**Task item:**
All entries should be copied exactly, none left out.
── Data supplied ──
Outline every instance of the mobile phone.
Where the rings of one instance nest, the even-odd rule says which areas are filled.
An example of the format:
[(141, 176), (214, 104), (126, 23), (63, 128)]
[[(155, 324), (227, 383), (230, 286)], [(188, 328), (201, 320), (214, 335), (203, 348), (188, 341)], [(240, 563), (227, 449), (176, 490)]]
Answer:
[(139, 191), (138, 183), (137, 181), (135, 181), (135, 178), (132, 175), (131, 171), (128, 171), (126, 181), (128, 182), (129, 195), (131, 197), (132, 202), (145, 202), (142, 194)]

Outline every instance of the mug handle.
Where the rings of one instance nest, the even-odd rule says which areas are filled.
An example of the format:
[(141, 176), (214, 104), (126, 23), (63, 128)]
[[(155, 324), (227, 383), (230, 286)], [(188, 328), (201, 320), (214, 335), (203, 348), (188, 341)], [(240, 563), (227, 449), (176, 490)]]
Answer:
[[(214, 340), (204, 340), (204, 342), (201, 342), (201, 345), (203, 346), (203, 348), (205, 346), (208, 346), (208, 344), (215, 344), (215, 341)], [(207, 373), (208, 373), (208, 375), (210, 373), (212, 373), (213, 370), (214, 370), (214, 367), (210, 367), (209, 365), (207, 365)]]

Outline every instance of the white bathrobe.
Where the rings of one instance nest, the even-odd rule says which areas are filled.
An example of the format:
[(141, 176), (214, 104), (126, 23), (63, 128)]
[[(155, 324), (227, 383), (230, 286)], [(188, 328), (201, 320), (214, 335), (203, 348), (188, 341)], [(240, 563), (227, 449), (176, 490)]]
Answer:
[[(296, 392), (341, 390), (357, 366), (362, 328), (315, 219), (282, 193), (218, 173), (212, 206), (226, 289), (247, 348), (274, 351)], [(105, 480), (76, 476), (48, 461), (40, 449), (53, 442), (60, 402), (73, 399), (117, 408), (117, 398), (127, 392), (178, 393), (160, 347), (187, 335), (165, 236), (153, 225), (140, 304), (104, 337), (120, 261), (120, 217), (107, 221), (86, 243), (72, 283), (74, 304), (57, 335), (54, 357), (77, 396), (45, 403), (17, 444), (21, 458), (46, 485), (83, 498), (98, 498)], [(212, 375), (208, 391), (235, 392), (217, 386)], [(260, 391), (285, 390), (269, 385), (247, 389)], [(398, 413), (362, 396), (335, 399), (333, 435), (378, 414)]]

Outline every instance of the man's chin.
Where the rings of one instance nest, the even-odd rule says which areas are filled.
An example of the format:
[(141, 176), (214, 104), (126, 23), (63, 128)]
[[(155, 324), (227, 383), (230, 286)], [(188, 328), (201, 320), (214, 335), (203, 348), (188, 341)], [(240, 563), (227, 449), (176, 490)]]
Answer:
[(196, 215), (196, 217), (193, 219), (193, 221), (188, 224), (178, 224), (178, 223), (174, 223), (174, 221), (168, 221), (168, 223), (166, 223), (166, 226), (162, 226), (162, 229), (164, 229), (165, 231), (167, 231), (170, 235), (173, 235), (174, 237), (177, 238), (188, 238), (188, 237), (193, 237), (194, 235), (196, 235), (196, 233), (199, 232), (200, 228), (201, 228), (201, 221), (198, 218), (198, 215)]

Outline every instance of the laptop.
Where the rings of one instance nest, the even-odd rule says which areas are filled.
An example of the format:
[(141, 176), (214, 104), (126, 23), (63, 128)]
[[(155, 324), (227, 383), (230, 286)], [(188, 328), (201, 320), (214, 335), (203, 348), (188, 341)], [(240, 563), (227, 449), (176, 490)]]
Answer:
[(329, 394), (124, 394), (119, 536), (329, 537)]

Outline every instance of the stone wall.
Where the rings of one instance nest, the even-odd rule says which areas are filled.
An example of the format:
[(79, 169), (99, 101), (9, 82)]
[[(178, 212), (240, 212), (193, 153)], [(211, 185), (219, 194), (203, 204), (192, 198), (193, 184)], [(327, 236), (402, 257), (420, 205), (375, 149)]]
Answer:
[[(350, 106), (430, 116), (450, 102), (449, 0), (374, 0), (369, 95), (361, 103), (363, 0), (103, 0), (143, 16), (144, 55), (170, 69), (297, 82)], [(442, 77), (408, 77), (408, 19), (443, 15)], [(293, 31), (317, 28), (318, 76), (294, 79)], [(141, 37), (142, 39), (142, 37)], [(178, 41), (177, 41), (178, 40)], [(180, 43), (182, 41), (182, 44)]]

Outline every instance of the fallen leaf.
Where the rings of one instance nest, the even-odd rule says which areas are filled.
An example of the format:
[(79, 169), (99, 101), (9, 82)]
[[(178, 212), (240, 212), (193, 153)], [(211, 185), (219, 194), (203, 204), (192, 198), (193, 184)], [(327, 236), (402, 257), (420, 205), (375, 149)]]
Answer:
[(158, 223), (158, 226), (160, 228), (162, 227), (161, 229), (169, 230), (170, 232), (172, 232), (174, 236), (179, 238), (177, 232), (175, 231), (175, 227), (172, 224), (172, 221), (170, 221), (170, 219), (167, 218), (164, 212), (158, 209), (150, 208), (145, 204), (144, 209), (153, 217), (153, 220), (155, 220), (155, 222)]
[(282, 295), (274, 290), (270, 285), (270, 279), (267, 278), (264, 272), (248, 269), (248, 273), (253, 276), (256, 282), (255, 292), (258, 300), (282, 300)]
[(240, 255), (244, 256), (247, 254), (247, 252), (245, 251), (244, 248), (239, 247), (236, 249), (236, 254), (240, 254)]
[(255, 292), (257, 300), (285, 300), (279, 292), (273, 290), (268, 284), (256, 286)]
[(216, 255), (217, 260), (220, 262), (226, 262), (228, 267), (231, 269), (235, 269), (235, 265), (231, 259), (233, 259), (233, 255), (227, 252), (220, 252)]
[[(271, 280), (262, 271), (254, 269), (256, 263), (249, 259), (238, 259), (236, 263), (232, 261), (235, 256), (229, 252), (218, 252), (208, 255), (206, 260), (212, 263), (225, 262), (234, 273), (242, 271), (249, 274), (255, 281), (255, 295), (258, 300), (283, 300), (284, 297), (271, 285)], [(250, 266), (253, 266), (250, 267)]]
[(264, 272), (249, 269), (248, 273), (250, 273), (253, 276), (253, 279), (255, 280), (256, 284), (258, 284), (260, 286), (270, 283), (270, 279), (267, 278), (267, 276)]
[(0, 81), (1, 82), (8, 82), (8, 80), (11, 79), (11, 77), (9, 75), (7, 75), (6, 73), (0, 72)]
───
**Solution for this problem:**
Outline every instance of the mobile phone.
Where the rings of one instance nest, the even-odd rule says which areas are filled.
An example of the format:
[(141, 176), (214, 104), (126, 23), (63, 128)]
[[(155, 324), (227, 383), (230, 286)], [(188, 328), (201, 320), (214, 335), (203, 348), (188, 341)], [(240, 563), (227, 449), (176, 490)]]
Answer:
[(139, 191), (138, 183), (137, 181), (135, 181), (135, 178), (132, 175), (131, 171), (128, 171), (126, 181), (128, 182), (129, 195), (131, 197), (132, 202), (145, 202), (142, 194)]

Outline every instance of the mug handle.
Where the rings of one instance nest, the even-odd rule says which areas are filled.
An example of the format:
[(141, 176), (214, 104), (126, 23), (63, 128)]
[[(155, 324), (227, 383), (230, 286)], [(188, 328), (201, 320), (214, 335), (203, 348), (188, 341)], [(240, 563), (227, 449), (176, 490)]]
Answer:
[[(214, 340), (204, 340), (204, 342), (201, 342), (201, 345), (203, 346), (203, 348), (205, 346), (208, 346), (208, 344), (215, 344), (215, 341)], [(207, 373), (208, 373), (208, 375), (210, 373), (212, 373), (213, 370), (214, 370), (214, 367), (210, 367), (209, 365), (207, 365)]]

Outline every instance of the white bathrobe.
Where the rings of one instance nest, the even-odd rule says which areas are filled.
An example of the format:
[(141, 176), (214, 104), (126, 23), (63, 128)]
[[(155, 324), (227, 383), (230, 286)], [(188, 328), (201, 320), (214, 335), (203, 348), (188, 341)], [(240, 563), (227, 449), (176, 490)]]
Answer:
[[(296, 392), (341, 390), (357, 366), (362, 328), (315, 219), (282, 193), (218, 173), (212, 206), (226, 289), (247, 348), (274, 351)], [(105, 480), (76, 476), (48, 461), (40, 449), (53, 442), (60, 402), (73, 399), (117, 408), (117, 398), (127, 392), (178, 393), (160, 347), (187, 335), (165, 236), (153, 225), (140, 304), (104, 337), (120, 261), (120, 217), (107, 221), (86, 243), (72, 283), (74, 304), (57, 335), (54, 357), (77, 396), (45, 403), (17, 444), (21, 458), (46, 485), (83, 498), (98, 498)], [(212, 375), (208, 391), (235, 392), (217, 386)], [(260, 391), (285, 390), (269, 385), (247, 389)], [(398, 413), (362, 396), (335, 399), (333, 435), (378, 414)]]

Outline every instance of the man's chin.
Where the rings of one instance nest, the even-odd rule says which areas are filled.
An example of the format:
[(141, 176), (214, 104), (126, 23), (63, 128)]
[[(155, 324), (227, 383), (230, 286)], [(188, 328), (201, 320), (214, 335), (203, 348), (188, 341)], [(240, 563), (227, 449), (176, 490)]]
Answer:
[(196, 215), (196, 217), (193, 219), (193, 221), (188, 224), (178, 224), (178, 223), (174, 223), (174, 221), (168, 221), (168, 223), (166, 223), (166, 226), (162, 226), (162, 229), (164, 229), (165, 231), (167, 231), (170, 235), (173, 235), (174, 237), (177, 238), (188, 238), (188, 237), (193, 237), (194, 235), (196, 235), (196, 233), (199, 232), (200, 228), (201, 228), (201, 221), (198, 218), (198, 215)]

Outline every instance of the laptop.
Where the rings of one instance nest, the even-odd rule says which areas are filled.
An example of the format:
[(141, 176), (214, 104), (126, 23), (63, 128)]
[[(155, 324), (227, 383), (230, 286)], [(188, 328), (201, 320), (214, 335), (203, 348), (188, 341)], [(240, 563), (227, 449), (176, 490)]]
Answer:
[(329, 394), (124, 394), (119, 536), (329, 537)]

Outline every instance of the stone wall.
Where the rings of one instance nest, the even-odd rule says which areas are filled.
An example of the format:
[(79, 169), (99, 101), (9, 82)]
[[(178, 212), (240, 212), (193, 153)], [(211, 185), (219, 194), (203, 204), (192, 198), (193, 184)], [(327, 236), (402, 257), (420, 205), (375, 149)]]
Answer:
[[(350, 106), (430, 116), (450, 102), (449, 0), (374, 0), (369, 95), (361, 103), (363, 0), (103, 0), (143, 16), (144, 55), (170, 69), (297, 82)], [(442, 77), (408, 77), (408, 19), (443, 15)], [(293, 31), (317, 28), (318, 76), (294, 79)], [(141, 37), (142, 39), (142, 37)], [(178, 41), (177, 41), (178, 40)], [(180, 43), (182, 41), (182, 44)]]

Outline every instance of the fallen leaf.
Where the rings of one instance nest, the even-odd rule says which areas are filled.
An example of the format:
[(79, 169), (99, 101), (9, 82)]
[[(178, 212), (240, 212), (193, 153)], [(211, 185), (219, 194), (203, 204), (192, 198), (193, 184)], [(327, 236), (402, 257), (420, 205), (375, 149)]]
Answer:
[(158, 223), (158, 226), (160, 228), (162, 227), (161, 229), (169, 230), (170, 232), (172, 232), (174, 236), (179, 238), (177, 232), (175, 231), (175, 227), (172, 224), (172, 221), (170, 221), (170, 219), (167, 218), (164, 212), (158, 209), (150, 208), (145, 204), (144, 209), (153, 217), (153, 220), (155, 220), (155, 222)]
[(282, 295), (274, 290), (270, 285), (270, 279), (267, 278), (264, 272), (248, 269), (248, 273), (253, 276), (256, 282), (255, 292), (258, 300), (282, 300)]
[(240, 255), (244, 256), (247, 254), (247, 252), (245, 251), (244, 248), (239, 247), (236, 249), (236, 254), (240, 254)]
[(255, 292), (257, 300), (285, 300), (279, 292), (273, 290), (268, 284), (256, 286)]
[(216, 255), (217, 260), (220, 262), (226, 262), (228, 267), (231, 269), (235, 269), (235, 265), (231, 259), (233, 259), (233, 255), (227, 252), (220, 252)]
[[(271, 280), (262, 271), (254, 269), (256, 263), (249, 259), (238, 259), (236, 263), (232, 261), (235, 256), (229, 252), (218, 252), (208, 255), (206, 260), (212, 263), (225, 262), (234, 273), (242, 271), (249, 274), (255, 281), (255, 295), (258, 300), (283, 300), (284, 297), (271, 285)], [(250, 266), (253, 266), (250, 267)]]
[(264, 272), (249, 269), (248, 273), (250, 273), (253, 276), (253, 279), (255, 280), (256, 284), (258, 284), (260, 286), (270, 283), (270, 279), (267, 278), (267, 276)]
[(0, 81), (1, 82), (8, 82), (8, 80), (11, 79), (11, 77), (9, 75), (7, 75), (6, 73), (0, 72)]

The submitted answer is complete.